| How to complete this task |
Report each line from the data below that holds the word "wall".
═══ Supplied material ═══
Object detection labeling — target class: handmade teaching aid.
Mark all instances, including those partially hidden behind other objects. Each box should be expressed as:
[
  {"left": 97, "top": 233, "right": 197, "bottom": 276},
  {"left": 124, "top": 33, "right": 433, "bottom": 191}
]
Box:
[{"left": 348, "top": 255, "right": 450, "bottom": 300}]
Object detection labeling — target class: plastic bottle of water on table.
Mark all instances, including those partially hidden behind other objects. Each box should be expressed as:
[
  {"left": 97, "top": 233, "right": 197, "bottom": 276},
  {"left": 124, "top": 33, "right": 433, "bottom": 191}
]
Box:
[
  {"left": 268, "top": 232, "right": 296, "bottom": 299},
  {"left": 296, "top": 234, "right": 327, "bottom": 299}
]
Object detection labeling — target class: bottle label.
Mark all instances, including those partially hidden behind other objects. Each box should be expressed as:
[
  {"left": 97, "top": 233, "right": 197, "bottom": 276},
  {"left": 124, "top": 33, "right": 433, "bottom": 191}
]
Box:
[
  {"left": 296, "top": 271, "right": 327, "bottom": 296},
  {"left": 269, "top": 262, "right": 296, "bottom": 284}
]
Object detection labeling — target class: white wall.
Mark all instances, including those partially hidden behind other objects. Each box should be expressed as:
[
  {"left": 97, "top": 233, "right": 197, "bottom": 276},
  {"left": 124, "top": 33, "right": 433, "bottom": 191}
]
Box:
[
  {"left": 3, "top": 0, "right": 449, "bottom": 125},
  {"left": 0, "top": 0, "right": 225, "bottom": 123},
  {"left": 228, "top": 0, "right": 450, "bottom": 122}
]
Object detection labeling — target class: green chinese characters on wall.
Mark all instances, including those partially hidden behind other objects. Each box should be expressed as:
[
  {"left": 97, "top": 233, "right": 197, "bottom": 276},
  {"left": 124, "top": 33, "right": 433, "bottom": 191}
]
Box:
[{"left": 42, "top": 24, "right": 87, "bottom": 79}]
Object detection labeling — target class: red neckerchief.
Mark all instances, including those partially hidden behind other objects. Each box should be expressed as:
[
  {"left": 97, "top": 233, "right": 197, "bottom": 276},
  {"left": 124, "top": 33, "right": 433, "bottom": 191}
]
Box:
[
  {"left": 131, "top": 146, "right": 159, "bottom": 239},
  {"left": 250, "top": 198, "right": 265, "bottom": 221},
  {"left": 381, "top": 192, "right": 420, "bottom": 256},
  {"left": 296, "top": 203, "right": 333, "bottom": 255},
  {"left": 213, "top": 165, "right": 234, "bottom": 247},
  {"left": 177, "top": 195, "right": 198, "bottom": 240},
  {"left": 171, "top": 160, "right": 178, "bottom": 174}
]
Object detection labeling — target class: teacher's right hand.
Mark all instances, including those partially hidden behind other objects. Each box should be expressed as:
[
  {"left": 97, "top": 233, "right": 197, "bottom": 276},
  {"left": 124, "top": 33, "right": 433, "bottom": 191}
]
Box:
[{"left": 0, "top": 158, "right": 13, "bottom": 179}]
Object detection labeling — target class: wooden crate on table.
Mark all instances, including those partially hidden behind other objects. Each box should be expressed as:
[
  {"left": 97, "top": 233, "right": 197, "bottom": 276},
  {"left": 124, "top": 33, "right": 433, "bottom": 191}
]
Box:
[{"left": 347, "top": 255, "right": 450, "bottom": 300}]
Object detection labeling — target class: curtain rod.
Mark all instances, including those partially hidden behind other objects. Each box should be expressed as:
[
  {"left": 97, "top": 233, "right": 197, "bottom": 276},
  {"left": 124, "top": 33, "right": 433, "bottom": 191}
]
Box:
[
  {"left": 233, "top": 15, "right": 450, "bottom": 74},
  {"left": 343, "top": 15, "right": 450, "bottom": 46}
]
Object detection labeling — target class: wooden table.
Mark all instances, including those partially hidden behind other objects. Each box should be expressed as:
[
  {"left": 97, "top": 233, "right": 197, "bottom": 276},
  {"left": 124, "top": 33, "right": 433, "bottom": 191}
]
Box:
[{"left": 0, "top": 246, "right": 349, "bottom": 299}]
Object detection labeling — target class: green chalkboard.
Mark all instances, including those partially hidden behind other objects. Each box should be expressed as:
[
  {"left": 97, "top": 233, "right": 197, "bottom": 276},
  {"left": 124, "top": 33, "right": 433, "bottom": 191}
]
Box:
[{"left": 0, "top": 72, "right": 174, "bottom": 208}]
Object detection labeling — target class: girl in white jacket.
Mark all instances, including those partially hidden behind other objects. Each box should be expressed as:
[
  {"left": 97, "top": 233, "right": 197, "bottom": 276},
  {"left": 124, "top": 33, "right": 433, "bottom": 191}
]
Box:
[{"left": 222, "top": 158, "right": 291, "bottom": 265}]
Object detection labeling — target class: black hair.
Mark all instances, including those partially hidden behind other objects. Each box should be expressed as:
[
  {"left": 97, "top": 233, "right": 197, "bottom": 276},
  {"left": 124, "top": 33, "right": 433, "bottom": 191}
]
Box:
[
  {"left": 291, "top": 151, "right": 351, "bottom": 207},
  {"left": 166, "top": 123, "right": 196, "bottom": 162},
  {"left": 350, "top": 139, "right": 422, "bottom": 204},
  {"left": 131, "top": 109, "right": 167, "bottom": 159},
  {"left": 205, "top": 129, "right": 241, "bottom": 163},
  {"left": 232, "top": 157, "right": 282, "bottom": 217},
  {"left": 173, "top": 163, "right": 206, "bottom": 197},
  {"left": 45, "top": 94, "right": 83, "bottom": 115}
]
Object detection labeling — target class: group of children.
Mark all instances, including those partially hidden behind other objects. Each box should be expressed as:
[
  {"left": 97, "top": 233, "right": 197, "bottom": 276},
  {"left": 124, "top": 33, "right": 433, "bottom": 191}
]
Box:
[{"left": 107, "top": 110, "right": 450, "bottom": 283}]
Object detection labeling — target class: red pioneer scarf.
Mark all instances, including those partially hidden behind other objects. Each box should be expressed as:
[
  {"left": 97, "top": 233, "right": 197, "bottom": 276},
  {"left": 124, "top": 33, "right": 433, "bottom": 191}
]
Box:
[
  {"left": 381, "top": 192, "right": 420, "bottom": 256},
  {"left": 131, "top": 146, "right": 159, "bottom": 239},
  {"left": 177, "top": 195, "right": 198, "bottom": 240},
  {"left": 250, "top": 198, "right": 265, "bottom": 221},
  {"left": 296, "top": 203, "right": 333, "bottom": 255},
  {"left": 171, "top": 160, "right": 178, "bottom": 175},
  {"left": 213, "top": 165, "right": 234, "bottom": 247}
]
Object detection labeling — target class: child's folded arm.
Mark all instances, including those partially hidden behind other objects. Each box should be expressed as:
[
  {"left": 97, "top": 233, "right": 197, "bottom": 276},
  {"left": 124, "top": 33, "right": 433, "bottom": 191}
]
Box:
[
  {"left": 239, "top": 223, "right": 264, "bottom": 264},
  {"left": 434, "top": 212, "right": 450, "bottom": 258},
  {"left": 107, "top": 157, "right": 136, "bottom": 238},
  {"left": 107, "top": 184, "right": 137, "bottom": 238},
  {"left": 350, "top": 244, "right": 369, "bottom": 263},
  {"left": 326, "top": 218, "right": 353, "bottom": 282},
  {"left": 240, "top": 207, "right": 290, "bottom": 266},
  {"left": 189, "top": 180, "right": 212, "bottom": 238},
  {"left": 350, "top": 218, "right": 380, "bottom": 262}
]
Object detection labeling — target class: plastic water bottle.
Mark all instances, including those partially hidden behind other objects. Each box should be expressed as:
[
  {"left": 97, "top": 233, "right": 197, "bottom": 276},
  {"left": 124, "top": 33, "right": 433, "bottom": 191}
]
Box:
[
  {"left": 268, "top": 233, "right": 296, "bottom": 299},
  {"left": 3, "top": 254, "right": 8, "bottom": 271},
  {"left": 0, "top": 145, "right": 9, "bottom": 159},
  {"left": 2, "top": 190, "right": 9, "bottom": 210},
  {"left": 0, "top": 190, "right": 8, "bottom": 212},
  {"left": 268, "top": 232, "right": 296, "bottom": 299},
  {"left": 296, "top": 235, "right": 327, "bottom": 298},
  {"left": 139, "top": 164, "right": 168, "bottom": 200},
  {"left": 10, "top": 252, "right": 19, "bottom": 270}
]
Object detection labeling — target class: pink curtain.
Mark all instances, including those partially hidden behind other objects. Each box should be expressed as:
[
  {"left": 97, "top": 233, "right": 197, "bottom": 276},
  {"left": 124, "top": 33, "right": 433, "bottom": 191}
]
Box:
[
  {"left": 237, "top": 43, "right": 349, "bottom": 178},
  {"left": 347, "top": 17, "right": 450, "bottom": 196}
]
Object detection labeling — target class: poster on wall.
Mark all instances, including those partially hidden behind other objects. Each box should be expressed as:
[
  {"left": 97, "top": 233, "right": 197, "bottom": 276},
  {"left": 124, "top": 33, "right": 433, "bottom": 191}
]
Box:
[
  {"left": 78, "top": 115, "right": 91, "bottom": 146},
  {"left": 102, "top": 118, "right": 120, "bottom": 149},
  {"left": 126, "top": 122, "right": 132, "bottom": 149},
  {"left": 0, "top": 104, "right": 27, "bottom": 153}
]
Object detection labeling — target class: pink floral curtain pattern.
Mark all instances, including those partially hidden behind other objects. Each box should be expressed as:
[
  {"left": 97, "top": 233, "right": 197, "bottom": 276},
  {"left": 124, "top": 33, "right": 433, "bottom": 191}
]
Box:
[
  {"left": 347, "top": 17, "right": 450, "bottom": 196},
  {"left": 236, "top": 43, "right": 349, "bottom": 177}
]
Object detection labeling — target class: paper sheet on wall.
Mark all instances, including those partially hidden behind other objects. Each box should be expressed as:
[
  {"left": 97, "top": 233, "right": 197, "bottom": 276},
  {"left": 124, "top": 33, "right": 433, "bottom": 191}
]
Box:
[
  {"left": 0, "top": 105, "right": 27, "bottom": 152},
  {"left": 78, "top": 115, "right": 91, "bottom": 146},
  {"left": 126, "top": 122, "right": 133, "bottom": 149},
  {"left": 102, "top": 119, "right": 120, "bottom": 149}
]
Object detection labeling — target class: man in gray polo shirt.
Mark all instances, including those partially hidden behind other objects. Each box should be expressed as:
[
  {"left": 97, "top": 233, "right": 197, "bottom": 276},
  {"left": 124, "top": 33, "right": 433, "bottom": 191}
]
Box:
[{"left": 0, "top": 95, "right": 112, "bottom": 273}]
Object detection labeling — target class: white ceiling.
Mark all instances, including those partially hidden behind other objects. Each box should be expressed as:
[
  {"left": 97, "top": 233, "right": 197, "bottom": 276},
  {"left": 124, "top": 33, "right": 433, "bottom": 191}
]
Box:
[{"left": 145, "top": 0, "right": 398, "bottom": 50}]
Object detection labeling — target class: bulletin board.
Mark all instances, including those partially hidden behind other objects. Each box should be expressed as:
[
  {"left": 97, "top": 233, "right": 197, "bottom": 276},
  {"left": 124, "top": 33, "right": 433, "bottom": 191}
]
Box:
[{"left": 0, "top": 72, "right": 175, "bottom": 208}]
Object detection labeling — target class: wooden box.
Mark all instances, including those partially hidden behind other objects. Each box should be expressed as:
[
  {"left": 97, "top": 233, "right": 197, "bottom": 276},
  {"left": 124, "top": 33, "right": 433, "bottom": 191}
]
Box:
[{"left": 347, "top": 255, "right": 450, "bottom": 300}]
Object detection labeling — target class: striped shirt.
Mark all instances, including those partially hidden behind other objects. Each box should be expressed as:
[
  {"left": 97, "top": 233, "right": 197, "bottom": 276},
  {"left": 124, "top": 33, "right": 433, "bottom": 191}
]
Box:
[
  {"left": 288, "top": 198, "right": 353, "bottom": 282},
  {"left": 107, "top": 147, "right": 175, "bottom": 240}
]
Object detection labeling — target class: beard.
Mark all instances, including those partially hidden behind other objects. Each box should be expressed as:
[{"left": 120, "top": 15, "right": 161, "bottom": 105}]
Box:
═══
| Finished task |
Object detection labeling — target class: white wall.
Object detection labeling — target class: green chinese characters on wall.
Object detection labeling — target class: poster on wall.
Object detection labeling — target class: paper sheet on wall.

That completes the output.